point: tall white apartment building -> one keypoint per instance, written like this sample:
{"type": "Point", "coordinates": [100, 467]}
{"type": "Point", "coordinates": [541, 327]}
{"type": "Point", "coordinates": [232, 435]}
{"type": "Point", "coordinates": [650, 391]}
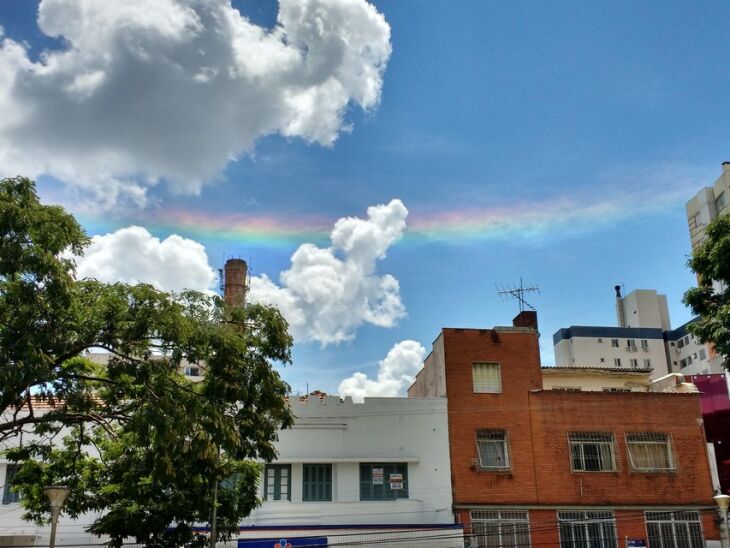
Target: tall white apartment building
{"type": "Point", "coordinates": [642, 340]}
{"type": "Point", "coordinates": [707, 204]}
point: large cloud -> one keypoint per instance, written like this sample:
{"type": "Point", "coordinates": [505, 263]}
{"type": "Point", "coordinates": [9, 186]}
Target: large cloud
{"type": "Point", "coordinates": [327, 293]}
{"type": "Point", "coordinates": [396, 372]}
{"type": "Point", "coordinates": [133, 255]}
{"type": "Point", "coordinates": [174, 89]}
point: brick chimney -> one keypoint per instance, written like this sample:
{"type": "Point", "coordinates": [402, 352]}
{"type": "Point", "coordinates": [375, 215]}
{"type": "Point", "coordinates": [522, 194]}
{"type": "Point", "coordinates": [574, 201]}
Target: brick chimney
{"type": "Point", "coordinates": [234, 291]}
{"type": "Point", "coordinates": [526, 318]}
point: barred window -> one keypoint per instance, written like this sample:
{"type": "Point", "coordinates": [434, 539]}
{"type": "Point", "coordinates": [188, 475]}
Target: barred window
{"type": "Point", "coordinates": [10, 495]}
{"type": "Point", "coordinates": [650, 452]}
{"type": "Point", "coordinates": [587, 529]}
{"type": "Point", "coordinates": [317, 482]}
{"type": "Point", "coordinates": [486, 377]}
{"type": "Point", "coordinates": [493, 449]}
{"type": "Point", "coordinates": [670, 529]}
{"type": "Point", "coordinates": [499, 528]}
{"type": "Point", "coordinates": [592, 451]}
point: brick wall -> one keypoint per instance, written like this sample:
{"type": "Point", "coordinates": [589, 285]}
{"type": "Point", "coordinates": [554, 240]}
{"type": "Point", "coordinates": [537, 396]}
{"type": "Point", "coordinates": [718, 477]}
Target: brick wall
{"type": "Point", "coordinates": [538, 423]}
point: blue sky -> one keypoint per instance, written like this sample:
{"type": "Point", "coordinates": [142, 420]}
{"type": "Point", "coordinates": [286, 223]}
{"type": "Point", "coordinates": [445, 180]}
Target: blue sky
{"type": "Point", "coordinates": [484, 106]}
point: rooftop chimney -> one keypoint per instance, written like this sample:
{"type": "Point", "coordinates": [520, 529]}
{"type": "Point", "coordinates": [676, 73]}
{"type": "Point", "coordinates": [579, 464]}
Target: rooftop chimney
{"type": "Point", "coordinates": [234, 290]}
{"type": "Point", "coordinates": [526, 318]}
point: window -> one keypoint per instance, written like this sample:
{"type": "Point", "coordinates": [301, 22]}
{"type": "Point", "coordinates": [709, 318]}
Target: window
{"type": "Point", "coordinates": [497, 528]}
{"type": "Point", "coordinates": [592, 451]}
{"type": "Point", "coordinates": [493, 449]}
{"type": "Point", "coordinates": [720, 201]}
{"type": "Point", "coordinates": [317, 482]}
{"type": "Point", "coordinates": [9, 494]}
{"type": "Point", "coordinates": [669, 529]}
{"type": "Point", "coordinates": [650, 452]}
{"type": "Point", "coordinates": [587, 530]}
{"type": "Point", "coordinates": [276, 482]}
{"type": "Point", "coordinates": [486, 377]}
{"type": "Point", "coordinates": [387, 481]}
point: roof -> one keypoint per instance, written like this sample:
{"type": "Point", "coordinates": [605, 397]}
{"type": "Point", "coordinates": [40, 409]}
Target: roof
{"type": "Point", "coordinates": [595, 369]}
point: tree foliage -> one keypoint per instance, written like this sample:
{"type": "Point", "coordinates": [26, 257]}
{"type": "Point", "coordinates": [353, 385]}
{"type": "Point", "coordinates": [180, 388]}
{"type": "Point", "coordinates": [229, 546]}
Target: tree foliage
{"type": "Point", "coordinates": [711, 299]}
{"type": "Point", "coordinates": [142, 445]}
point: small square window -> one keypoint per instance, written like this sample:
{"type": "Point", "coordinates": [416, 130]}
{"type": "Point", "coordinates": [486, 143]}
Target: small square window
{"type": "Point", "coordinates": [650, 452]}
{"type": "Point", "coordinates": [317, 482]}
{"type": "Point", "coordinates": [493, 449]}
{"type": "Point", "coordinates": [486, 378]}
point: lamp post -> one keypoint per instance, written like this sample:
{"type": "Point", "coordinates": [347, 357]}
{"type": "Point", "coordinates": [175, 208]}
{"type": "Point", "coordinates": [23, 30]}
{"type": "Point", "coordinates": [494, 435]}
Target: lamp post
{"type": "Point", "coordinates": [723, 501]}
{"type": "Point", "coordinates": [56, 495]}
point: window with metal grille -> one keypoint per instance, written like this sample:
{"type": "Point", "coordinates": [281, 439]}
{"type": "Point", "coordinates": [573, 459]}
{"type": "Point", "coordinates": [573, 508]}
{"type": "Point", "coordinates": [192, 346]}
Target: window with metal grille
{"type": "Point", "coordinates": [587, 529]}
{"type": "Point", "coordinates": [10, 495]}
{"type": "Point", "coordinates": [317, 482]}
{"type": "Point", "coordinates": [486, 377]}
{"type": "Point", "coordinates": [592, 451]}
{"type": "Point", "coordinates": [650, 452]}
{"type": "Point", "coordinates": [383, 481]}
{"type": "Point", "coordinates": [674, 529]}
{"type": "Point", "coordinates": [277, 479]}
{"type": "Point", "coordinates": [499, 528]}
{"type": "Point", "coordinates": [493, 450]}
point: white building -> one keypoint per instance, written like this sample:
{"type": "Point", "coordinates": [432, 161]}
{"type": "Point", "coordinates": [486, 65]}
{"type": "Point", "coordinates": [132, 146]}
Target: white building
{"type": "Point", "coordinates": [365, 472]}
{"type": "Point", "coordinates": [707, 204]}
{"type": "Point", "coordinates": [643, 340]}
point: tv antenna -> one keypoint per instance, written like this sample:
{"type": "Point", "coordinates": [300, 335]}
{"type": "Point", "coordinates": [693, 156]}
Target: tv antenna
{"type": "Point", "coordinates": [518, 294]}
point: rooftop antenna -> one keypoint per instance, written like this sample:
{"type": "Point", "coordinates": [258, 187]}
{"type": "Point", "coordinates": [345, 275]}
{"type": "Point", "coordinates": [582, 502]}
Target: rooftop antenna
{"type": "Point", "coordinates": [518, 294]}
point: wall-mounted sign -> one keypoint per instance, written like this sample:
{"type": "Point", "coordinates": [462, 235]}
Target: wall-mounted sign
{"type": "Point", "coordinates": [396, 482]}
{"type": "Point", "coordinates": [377, 476]}
{"type": "Point", "coordinates": [288, 542]}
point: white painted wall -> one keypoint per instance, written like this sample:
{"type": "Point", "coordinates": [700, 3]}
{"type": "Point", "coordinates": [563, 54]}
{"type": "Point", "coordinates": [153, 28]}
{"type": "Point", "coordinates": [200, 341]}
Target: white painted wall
{"type": "Point", "coordinates": [343, 433]}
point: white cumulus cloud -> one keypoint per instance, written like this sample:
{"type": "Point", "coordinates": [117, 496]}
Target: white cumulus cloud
{"type": "Point", "coordinates": [172, 90]}
{"type": "Point", "coordinates": [132, 255]}
{"type": "Point", "coordinates": [396, 372]}
{"type": "Point", "coordinates": [327, 293]}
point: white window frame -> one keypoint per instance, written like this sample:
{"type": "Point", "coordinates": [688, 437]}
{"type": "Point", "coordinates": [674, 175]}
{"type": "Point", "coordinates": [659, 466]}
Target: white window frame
{"type": "Point", "coordinates": [500, 528]}
{"type": "Point", "coordinates": [677, 525]}
{"type": "Point", "coordinates": [650, 441]}
{"type": "Point", "coordinates": [484, 385]}
{"type": "Point", "coordinates": [580, 445]}
{"type": "Point", "coordinates": [586, 522]}
{"type": "Point", "coordinates": [498, 438]}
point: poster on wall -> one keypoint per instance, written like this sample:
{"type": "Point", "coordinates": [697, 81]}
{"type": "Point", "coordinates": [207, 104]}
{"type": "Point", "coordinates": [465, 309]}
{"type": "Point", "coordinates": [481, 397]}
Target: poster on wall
{"type": "Point", "coordinates": [377, 476]}
{"type": "Point", "coordinates": [288, 542]}
{"type": "Point", "coordinates": [396, 482]}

+---+

__YOUR TASK__
Restate word for word the lines in the material above from the one with "point: barred window" to the one with "point: blue sky"; both of those lines count, and nothing else does.

__COMPLETED EXERCISE__
point: barred window -> one keypoint per instance, written like this sample:
{"type": "Point", "coordinates": [434, 539]}
{"type": "Point", "coordinates": [188, 475]}
Target: barred window
{"type": "Point", "coordinates": [10, 495]}
{"type": "Point", "coordinates": [650, 452]}
{"type": "Point", "coordinates": [587, 529]}
{"type": "Point", "coordinates": [317, 482]}
{"type": "Point", "coordinates": [486, 377]}
{"type": "Point", "coordinates": [493, 449]}
{"type": "Point", "coordinates": [670, 529]}
{"type": "Point", "coordinates": [499, 528]}
{"type": "Point", "coordinates": [592, 451]}
point: brick wall -> one keypoint per instance, written like this sample:
{"type": "Point", "coordinates": [589, 285]}
{"type": "Point", "coordinates": [554, 240]}
{"type": "Point", "coordinates": [537, 396]}
{"type": "Point", "coordinates": [718, 477]}
Target: brick wall
{"type": "Point", "coordinates": [538, 423]}
point: blue sky -> one keypoint per instance, written like this sample:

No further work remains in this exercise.